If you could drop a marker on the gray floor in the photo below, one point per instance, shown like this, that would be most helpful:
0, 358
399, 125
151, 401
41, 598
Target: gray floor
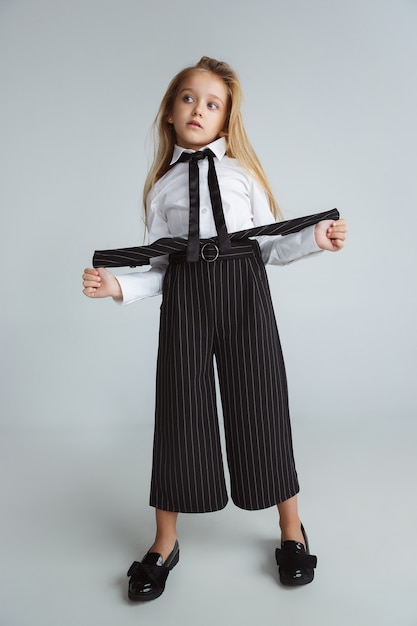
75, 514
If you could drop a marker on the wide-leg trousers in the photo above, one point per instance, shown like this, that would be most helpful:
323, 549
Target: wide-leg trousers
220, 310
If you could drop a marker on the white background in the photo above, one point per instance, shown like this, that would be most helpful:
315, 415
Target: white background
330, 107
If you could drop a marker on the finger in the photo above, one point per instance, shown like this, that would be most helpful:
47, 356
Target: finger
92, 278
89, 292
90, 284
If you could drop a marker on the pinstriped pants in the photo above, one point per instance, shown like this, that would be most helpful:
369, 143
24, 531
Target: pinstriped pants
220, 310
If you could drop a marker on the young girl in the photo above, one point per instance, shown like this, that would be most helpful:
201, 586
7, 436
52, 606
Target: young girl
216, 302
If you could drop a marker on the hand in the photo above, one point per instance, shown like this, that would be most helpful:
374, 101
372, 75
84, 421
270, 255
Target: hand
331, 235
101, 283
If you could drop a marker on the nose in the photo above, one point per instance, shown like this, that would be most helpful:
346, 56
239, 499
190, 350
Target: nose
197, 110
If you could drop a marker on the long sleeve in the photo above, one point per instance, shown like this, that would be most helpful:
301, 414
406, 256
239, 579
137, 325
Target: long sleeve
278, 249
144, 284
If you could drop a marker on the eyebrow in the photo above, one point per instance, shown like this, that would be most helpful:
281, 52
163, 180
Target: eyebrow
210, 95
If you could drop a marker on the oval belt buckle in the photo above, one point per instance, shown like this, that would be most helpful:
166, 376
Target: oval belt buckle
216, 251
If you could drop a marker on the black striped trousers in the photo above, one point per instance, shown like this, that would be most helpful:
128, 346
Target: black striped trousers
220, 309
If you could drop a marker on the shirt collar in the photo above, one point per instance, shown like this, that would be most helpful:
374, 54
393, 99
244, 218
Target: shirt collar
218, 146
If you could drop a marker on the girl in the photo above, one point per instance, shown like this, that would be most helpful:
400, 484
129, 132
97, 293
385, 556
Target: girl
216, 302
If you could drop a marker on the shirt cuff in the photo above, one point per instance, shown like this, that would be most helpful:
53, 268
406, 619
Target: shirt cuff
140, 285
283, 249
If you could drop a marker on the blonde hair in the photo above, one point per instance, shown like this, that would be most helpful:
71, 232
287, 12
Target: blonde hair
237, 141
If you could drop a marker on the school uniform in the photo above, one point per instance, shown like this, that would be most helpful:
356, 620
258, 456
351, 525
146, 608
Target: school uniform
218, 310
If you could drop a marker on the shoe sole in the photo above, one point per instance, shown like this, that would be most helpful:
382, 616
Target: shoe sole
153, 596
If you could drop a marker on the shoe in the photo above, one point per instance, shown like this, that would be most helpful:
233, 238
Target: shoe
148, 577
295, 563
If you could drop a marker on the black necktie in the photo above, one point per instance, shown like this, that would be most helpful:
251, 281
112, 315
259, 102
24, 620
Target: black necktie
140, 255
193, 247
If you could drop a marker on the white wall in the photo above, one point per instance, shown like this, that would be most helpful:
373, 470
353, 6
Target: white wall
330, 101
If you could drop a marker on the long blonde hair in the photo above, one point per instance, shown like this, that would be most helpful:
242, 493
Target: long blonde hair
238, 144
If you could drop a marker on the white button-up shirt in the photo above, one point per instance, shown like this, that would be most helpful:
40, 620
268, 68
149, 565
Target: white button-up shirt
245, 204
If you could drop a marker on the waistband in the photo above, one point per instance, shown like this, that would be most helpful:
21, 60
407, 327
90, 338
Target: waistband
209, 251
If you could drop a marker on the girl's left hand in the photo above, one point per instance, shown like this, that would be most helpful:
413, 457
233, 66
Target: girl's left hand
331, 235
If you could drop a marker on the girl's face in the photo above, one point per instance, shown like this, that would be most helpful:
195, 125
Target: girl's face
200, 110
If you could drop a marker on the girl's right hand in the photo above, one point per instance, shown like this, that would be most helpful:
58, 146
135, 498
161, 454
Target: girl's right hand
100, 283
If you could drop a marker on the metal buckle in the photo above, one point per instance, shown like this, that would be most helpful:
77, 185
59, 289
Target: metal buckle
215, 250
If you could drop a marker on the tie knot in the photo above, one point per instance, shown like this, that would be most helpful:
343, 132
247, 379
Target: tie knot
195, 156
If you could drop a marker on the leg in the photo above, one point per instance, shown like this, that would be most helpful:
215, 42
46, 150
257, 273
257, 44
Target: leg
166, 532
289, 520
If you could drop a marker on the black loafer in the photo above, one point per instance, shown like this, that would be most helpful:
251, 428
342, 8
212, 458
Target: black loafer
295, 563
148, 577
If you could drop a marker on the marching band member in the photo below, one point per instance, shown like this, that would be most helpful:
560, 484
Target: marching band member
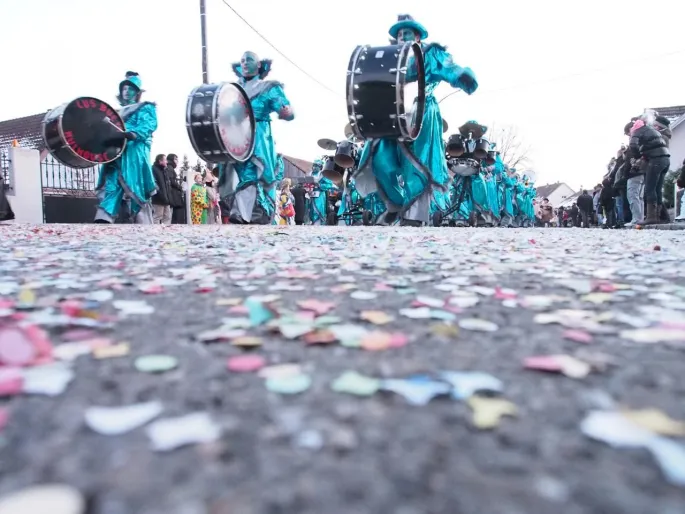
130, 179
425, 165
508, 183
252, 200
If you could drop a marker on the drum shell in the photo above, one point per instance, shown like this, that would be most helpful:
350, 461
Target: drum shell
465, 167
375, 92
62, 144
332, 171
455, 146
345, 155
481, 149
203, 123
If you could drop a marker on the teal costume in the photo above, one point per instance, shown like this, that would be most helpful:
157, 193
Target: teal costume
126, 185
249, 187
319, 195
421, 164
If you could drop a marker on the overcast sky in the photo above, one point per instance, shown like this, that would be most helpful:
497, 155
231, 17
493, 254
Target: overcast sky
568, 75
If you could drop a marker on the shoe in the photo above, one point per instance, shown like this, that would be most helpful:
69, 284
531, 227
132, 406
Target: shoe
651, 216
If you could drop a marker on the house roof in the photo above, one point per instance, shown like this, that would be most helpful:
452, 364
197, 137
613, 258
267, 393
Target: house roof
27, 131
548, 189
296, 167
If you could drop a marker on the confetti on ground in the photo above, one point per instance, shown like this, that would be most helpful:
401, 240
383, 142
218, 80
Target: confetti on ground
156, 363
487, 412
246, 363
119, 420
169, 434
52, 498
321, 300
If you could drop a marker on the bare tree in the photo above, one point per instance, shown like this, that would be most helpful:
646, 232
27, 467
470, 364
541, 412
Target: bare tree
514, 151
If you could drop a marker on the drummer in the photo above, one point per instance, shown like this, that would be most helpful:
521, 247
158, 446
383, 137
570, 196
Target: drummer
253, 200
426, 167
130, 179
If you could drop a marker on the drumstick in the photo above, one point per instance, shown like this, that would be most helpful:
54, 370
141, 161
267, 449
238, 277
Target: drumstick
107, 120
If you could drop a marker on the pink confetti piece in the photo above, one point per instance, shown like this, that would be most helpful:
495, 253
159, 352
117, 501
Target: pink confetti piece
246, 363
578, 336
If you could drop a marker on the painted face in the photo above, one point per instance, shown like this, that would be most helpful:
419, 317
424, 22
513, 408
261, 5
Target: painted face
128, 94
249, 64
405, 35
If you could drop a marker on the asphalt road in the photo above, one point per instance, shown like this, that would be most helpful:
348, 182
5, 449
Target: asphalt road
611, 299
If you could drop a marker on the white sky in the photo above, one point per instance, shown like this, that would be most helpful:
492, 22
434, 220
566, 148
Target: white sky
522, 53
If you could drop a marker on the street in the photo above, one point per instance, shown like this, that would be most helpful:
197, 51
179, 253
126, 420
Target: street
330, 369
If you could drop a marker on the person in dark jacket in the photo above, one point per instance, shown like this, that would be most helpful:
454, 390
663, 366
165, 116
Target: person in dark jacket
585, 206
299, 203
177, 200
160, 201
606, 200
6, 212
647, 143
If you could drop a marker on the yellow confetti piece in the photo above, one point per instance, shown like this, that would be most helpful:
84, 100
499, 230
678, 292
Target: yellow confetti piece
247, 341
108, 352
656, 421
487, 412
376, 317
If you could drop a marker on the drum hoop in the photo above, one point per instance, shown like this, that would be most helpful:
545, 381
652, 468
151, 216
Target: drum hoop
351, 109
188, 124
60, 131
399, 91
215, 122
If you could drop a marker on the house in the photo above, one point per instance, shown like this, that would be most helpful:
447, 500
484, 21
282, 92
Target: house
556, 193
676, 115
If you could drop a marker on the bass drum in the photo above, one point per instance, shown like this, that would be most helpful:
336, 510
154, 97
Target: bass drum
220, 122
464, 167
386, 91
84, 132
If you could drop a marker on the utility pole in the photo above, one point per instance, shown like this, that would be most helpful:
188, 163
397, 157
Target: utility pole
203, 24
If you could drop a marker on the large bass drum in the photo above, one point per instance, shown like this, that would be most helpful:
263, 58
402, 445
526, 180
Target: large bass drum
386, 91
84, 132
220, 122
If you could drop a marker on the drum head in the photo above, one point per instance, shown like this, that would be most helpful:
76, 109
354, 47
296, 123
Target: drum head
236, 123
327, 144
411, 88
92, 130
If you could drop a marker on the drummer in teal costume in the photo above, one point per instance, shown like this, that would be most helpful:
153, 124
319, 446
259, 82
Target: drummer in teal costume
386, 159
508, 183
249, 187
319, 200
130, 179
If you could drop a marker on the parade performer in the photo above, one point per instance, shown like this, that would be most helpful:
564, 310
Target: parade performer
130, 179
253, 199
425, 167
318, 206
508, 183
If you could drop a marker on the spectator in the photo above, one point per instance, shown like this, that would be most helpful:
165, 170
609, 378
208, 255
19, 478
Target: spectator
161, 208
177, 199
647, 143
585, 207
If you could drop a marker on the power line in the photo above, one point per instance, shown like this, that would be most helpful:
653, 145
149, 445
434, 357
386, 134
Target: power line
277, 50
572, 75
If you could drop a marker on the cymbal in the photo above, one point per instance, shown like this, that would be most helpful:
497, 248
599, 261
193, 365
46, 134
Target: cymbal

= The request =
Lay out the material as a Markdown table, starting at the line that contains "If you could drop a marker on the spectator" and ending at the last line of the material. Use the columns "Number" and "Text": "Number" gives each line's place in order, and "Text" holds one line, with blank lines skipped.

= Correct output =
| Number | Text |
|---|---|
| 1 | If you could drop a marker on the spectator in the photo above, one point per instance, shown like this, that would be most helpful: |
| 2 | 165, 170 |
| 3 | 609, 378 |
| 4 | 208, 255 |
| 5 | 19, 478 |
| 6 | Target: spectator |
| 7 | 161, 208 |
| 8 | 177, 199 |
| 9 | 647, 143 |
| 10 | 585, 207 |
| 11 | If you could drop a marker on the power line in the photo above, one point per instance, shown like this, that would be most helpful: |
| 12 | 653, 145 |
| 13 | 149, 445 |
| 14 | 434, 357 |
| 15 | 386, 134 |
| 16 | Target: power line |
| 17 | 277, 50 |
| 18 | 572, 75 |
| 19 | If you could drop a marker on the cymbal in the photo above, one point per instance, shown like this, that would be most helpful: |
| 20 | 497, 248 |
| 21 | 599, 261 |
| 22 | 193, 365 |
| 23 | 46, 134 |
| 24 | Target: cymbal |